● Brief
Return every line below that contains the string "above", copied without changes.

● Stored data
begin

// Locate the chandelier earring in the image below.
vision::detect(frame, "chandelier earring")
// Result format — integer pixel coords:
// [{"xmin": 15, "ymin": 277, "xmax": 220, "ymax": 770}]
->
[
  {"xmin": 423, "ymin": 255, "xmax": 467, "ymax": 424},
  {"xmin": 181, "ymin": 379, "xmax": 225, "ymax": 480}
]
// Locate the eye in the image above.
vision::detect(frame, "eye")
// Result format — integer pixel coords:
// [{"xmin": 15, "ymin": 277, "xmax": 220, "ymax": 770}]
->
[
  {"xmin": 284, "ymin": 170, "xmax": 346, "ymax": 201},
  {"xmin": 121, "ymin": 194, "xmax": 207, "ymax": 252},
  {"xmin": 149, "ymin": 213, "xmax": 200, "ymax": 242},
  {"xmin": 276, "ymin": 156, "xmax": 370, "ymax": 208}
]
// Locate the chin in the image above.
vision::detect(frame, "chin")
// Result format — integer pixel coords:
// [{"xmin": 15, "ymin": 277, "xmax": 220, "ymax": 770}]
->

end

● Correct output
// Locate the eye in the image above.
// Locate the chin in the image above.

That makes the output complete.